■ Instructions to follow ■
Copy out the post on outsourcing happiness between "Thursday, April 10, 2014" and "maximize our happiness.", inclusive, substituting "partner" for "husband" wherever it occurs.

■ Excerpt ■
____________________
Thursday, April 10, 2014

The danger of outsourcing our happiness

One of our BWC members recently wrote that the best her husband could come up with, to her question of "why...", was that, "it felt good."
We'll file that response under "Duh!", right beside any of the zillion tomes currently on bookshelves promising us how to maximize our happiness.
Happiness has become an industry and we're convinced that there's some secret formula that will unlock our own. 
And yet, in this great New York Times piece, author David Brooks notes (and I'm paraphrasing here) that situational happiness doesn't lead necessarily to, well, happiness. And though suffering is in no way to be confused with happiness it often leads to growth. And growth can lead to, you guessed it, happiness.
In other words, that which does not kill us can, with time, make us happy.
It's important, of course, to understand how we define "happy". Happy that comes from the outside – in the form of money, status, material things, sex, even people – will be fleeting. Money comes and goes, status can slip, things lose their lustre and people, even those we love deeply, disappoint us. Happiness built on that is the proverbial house built on sand. If, however, our "happy" is built on a deep sense of who we are, work (whether paid or not) that makes us feel useful and purposeful, a wisdom borne of experience, compassion for ourselves and others, it becomes less a feeling than a way of being. 
The first path is outsourcing our happiness; the second makes it an inside job. 
It flies in the face of everything our culture holds dear, especially around love. "You complete me," Tom Cruise famously said in Jerry Macguire and we all swooned. RenĂ©e Zellweger should have replied with, "only when you can feel complete within yourself can you offer me the type of partnership that will survive all the crap that is no doubt coming our way." 
Similarly, I cringe a bit when I watch the happily-ever-after storylines that books and movies offer our kids (and us adults). Or when I listen to the I'm-nothing-without-you song lyrics that saturate pop music (and I'm not even talking about the "let's get drunk and dance naked on tables" lyrics, though there's that too). My 11-year-old daughter, who resents boys for taking up half the planet, nonetheless thinks Pink's "True Love", in which she sings of a beloved whose neck she'd occasionally like to wring but also notes that "life would suck without you", is nothing like real love. Actually, I tell her, it's pretty bang on. She makes it clear that she prefers her romantic education from Disney Channel. 
I don't want to raise cynics. But I also don't want to raise fools who think that happiness is something we achieve when he thinks we're pretty. Because of course that means it can be taken from us when he thinks our friend is even prettier.
MBS, who frequently shares her insight with others here, had this to say in response to our poster's husband's "it felt good" comment:
Something we all should ask ourselves is whether we expect others to make us happy. I think we are all guilty of that. I think it is a common belief we go into marriage with. I think it is the root of most marital dysfunction. Maybe that is the lesson to be learned from infidelity and we can dismantle the myth of "true love" and "happily ever after."
____________________
■ Data excerpt ■
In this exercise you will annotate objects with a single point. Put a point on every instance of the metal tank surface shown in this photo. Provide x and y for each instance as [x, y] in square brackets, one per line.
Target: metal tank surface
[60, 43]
____________________
■ Result for this exercise ■
Thursday, April 10, 2014

The danger of outsourcing our happiness

One of our BWC members recently wrote that the best her partner could come up with, to her question of "why...", was that, "it felt good."
We'll file that response under "Duh!", right beside any of the zillion tomes currently on bookshelves promising us how to maximize our happiness.